■ **Texto de leitura**:
A escola, como a conhecemos, é um produto da Idade Média. «No período medieval, a educação era desenvolvida em estreita simbiose com a Igreja [e dela] partiram os modelos educativos e as práticas de formação.»[1] Apesar dos pontos de contacto com o modelo medieval, muitas transformações ocorreram desde então na escola, como o demonstram as fontes documentais que apresentamos.

Século XVIII

Luís António Verney com a publicação da obra O verdadeiro método de estudar, em 1746, aponta o atraso do sistema educacional português e critica os valores e costumes enraizados na cultura portuguesa desde o século XVI, com a entrada dos Jesuítas em Portugal. Propõe uma mudança radical dos métodos e princípios do sistema educacional.

As reformas pombalinas da instrução pública (1772) vieram retirar o controlo do ensino aos Jesuítas, que passou ao domínio do Estado. Inicia-se uma reestruturação do sistema da educação pública, tal como defendido por Verney.

[Entradas do conjunto de dados]
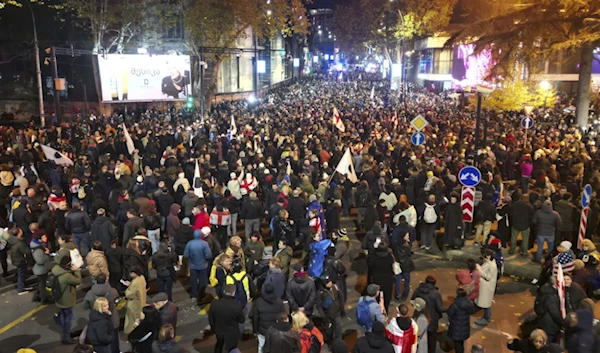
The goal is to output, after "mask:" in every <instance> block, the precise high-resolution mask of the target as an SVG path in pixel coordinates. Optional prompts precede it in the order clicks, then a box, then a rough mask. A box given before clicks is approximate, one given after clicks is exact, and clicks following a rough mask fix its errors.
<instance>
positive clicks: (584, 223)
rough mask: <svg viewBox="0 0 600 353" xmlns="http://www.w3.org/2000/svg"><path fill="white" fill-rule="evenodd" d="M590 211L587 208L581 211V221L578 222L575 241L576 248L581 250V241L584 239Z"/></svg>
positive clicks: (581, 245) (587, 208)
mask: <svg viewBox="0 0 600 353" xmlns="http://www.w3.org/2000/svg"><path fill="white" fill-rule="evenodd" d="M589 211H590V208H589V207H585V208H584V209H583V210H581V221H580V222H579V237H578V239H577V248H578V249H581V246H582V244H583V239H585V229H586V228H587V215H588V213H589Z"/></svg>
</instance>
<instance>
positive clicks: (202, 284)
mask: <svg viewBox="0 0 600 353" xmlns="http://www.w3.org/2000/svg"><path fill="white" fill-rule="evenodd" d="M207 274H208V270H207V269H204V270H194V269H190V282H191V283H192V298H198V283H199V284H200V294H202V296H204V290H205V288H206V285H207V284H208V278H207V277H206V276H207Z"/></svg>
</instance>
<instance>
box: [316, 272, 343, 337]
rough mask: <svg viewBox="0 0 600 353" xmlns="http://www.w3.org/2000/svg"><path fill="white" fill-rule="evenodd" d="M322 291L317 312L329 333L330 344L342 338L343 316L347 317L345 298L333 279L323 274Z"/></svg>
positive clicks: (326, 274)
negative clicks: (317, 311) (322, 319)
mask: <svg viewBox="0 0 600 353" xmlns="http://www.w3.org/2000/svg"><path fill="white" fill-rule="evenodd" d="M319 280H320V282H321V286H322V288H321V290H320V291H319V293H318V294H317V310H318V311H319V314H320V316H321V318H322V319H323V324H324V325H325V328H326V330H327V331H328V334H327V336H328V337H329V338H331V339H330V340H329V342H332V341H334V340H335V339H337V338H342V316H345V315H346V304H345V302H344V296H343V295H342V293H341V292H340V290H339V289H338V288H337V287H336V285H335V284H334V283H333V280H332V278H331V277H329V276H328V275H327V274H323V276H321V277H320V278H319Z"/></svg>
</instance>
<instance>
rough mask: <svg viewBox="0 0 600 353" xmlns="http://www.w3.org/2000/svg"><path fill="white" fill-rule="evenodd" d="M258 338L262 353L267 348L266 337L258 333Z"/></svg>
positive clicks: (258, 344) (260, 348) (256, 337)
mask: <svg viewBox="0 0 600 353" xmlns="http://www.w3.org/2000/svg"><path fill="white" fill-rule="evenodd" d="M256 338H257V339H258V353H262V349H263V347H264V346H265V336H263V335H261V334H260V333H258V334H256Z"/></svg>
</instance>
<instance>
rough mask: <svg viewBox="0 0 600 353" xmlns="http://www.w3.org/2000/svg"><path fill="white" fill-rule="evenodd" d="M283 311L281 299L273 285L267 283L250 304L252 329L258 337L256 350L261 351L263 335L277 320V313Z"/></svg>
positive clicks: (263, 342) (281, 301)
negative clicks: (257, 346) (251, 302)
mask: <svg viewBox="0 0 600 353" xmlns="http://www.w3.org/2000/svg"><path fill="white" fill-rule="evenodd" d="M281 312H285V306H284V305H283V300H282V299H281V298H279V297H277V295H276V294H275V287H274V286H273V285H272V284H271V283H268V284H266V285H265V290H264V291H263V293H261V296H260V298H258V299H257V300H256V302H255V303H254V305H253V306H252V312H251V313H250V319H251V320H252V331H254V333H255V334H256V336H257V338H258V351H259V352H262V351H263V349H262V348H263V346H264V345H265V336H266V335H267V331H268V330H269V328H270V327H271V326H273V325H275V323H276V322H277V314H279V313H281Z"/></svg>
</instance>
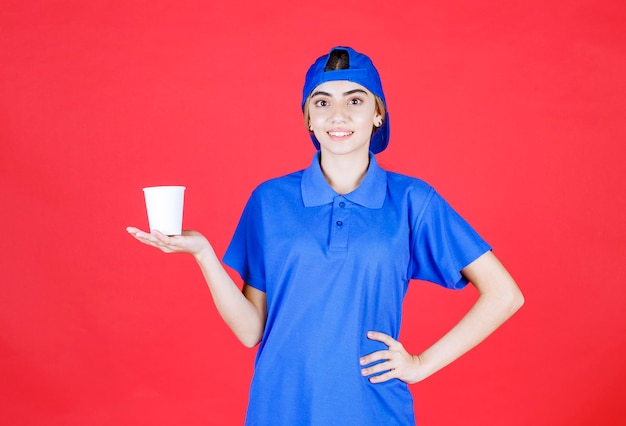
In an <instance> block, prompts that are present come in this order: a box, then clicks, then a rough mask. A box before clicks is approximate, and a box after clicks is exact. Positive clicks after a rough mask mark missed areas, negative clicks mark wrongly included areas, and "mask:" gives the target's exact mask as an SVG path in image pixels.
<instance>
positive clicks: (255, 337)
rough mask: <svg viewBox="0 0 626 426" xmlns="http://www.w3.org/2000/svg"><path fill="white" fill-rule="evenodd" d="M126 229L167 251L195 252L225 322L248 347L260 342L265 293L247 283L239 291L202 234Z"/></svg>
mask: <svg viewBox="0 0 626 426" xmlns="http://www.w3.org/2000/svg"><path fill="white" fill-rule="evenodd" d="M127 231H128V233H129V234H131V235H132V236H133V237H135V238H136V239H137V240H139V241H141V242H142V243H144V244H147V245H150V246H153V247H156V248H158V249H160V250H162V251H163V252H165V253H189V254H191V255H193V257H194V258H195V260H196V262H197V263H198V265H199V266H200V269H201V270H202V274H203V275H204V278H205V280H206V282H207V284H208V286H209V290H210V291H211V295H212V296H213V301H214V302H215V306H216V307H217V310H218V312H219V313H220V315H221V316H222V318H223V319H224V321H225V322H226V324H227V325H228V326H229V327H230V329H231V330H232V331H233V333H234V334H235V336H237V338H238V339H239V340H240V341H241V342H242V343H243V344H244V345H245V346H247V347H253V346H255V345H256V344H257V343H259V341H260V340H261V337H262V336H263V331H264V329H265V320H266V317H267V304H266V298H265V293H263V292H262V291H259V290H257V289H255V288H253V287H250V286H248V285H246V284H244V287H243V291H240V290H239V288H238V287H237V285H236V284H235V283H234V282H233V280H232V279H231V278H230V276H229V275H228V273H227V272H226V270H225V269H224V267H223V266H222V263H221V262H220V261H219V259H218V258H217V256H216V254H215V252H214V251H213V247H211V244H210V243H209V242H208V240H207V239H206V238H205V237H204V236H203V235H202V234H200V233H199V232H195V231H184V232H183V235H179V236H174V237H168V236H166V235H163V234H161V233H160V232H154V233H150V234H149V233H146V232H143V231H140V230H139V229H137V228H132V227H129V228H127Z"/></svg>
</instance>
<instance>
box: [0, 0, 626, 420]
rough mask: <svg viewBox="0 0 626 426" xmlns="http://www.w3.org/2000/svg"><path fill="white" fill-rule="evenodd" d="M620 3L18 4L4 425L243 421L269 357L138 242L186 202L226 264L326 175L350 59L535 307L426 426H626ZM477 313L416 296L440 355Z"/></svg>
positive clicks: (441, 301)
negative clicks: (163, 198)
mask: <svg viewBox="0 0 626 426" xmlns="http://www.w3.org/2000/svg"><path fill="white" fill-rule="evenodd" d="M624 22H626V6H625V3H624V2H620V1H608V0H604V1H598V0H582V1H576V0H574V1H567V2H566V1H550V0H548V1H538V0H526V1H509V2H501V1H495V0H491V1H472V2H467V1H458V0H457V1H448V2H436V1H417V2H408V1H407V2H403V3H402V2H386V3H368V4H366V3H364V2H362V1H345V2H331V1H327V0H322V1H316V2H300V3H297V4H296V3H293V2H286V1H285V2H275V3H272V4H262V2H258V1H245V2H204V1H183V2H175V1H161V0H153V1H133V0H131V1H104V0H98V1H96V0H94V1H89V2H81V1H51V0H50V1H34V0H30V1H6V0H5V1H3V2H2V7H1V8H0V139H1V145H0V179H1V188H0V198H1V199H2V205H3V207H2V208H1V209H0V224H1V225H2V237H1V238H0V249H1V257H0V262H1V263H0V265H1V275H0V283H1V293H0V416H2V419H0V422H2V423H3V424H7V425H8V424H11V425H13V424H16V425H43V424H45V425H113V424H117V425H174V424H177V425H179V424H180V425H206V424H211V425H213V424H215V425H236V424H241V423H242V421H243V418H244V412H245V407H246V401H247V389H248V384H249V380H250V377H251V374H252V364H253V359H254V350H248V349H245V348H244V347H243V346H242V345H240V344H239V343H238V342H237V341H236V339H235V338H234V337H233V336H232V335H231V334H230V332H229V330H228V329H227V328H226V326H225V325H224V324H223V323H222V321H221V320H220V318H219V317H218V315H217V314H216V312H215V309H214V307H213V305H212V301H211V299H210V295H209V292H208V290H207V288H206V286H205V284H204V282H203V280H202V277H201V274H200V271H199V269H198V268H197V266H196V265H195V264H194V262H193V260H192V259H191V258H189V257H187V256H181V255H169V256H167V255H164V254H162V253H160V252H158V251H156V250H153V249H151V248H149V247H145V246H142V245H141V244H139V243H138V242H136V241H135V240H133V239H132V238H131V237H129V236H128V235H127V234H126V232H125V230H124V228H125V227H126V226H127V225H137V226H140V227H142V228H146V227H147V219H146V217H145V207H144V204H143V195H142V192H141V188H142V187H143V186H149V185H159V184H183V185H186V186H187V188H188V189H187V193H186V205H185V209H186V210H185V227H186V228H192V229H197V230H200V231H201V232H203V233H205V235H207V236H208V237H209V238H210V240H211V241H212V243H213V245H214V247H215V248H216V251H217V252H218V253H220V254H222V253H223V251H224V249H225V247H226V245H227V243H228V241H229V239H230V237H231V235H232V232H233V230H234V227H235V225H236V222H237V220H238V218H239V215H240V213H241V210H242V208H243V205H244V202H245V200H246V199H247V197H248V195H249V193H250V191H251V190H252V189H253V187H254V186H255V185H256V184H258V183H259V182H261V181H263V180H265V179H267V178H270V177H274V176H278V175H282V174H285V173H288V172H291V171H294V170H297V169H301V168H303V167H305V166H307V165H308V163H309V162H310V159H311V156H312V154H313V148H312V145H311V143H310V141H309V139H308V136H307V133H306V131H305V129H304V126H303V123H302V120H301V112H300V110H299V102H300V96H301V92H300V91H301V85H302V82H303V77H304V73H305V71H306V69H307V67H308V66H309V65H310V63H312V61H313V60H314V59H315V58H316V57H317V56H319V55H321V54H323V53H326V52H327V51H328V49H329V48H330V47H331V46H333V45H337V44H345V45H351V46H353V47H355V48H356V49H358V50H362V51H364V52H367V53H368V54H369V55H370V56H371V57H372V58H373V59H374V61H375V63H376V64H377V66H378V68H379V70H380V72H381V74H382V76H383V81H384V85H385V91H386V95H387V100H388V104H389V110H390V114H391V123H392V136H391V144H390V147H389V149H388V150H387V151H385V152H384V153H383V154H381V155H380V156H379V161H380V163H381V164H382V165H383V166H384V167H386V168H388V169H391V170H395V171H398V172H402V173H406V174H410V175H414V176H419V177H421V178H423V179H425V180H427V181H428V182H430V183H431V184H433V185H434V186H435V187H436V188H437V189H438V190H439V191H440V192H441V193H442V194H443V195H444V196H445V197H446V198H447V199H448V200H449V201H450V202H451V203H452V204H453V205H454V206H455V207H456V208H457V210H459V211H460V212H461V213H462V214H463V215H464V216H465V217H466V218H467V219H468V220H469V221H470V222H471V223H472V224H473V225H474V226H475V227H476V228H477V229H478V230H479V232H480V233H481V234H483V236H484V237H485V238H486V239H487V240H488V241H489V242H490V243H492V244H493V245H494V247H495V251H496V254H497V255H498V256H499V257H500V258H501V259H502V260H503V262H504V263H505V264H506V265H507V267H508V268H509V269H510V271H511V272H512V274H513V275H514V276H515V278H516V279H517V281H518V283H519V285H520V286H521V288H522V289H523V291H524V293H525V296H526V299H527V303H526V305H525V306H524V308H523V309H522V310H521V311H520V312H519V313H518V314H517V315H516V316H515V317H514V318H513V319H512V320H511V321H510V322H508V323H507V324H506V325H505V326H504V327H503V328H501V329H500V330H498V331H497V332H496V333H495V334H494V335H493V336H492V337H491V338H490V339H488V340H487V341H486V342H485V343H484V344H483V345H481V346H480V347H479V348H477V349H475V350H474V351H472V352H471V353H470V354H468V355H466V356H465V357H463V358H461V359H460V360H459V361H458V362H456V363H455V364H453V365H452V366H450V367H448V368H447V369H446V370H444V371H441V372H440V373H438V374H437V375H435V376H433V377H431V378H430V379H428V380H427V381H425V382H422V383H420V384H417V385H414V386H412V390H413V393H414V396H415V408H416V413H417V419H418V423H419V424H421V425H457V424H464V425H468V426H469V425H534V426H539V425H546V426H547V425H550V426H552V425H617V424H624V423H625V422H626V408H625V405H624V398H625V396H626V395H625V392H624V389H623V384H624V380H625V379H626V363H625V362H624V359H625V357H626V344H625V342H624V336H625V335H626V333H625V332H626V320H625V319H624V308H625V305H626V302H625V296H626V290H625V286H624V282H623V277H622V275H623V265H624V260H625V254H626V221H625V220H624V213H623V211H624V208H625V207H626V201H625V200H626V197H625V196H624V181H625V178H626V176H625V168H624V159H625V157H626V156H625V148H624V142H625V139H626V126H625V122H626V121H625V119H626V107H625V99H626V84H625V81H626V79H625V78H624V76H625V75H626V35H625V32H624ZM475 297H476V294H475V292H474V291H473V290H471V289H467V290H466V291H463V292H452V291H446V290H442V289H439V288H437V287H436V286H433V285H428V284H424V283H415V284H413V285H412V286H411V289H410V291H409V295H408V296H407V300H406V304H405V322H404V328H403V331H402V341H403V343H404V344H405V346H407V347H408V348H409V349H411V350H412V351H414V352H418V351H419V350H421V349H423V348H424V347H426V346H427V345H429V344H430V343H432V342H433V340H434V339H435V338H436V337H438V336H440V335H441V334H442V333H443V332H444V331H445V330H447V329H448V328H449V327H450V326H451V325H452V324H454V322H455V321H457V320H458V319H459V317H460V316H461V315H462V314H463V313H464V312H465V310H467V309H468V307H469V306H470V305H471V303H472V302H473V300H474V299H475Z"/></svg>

■ **Ações a realizar**:
[1] Reproduza fielmente os registos: comece no início dos registos e termine depois da linha que contém "211L587 208L581 211V221L578", incluindo ambas as extremidades. Deixe as imagens fora da resposta.
[2] Redija a parte seguinte do texto sobre a evolução da escola em Portugal, a partir do ponto em que ele termina.

■ **As suas respostas**:
[1]
The goal is to output, after "mask:" in every <instance> block, the precise high-resolution mask of the target as an SVG path in pixel coordinates. Optional prompts precede it in the order clicks, then a box, then a rough mask. A box given before clicks is approximate, one given after clicks is exact, and clicks following a rough mask fix its errors.
<instance>
positive clicks: (584, 223)
rough mask: <svg viewBox="0 0 600 353" xmlns="http://www.w3.org/2000/svg"><path fill="white" fill-rule="evenodd" d="M590 211L587 208L581 211V221L578 222L575 241L576 248L581 250V241L584 239Z"/></svg>

[2]
Na Madeira

«A reforma pombalina de 1772 previra para o arquipélago um total de 6 escolas de “ler, escrever e contar”, duas das quais localizadas no Funchal e as restantes em Machico, Santa Cruz, Ponta do Sol e Calheta.»[2]

Século XIX

João de Deus e a Cartilha

Em Portugal, no século XIX surge a figura de João de Deus, «provavelmente o primeiro autor português a preocupar-se especificamente com a criança, o seu mundo particular e respetivo desenvolvimento. […] Em 1876 envolveu-se em campanhas de alfabetização escrevendo a Cartilha Maternal, um novo método de ensino da leitura, que o haveria de distinguir como pedagogo.»[3]

Guerra Junqueiro e a escola do século XIX

Em «A Escola Portuguesa», Junqueiro apresenta-nos o cenário existente no Portugal do século XIX, criticando de forma demolidora os métodos e conteúdos da escola em vigor.

A Escola Portuguesa

Eis as crianças vermelhas
Na sua hedionda prisão:
Doirado enxame de abelhas!
O mestre-escola é o zangão.

Em duros bancos de pinho
Senta-se a turba sonora
Dos corpos feitos de arminho,
Das almas feitas d’aurora.

Soletram versos e prosas
Horríveis; contudo, ao lê-las
Daquelas bocas de rosas
Saem murmúrios de estrela.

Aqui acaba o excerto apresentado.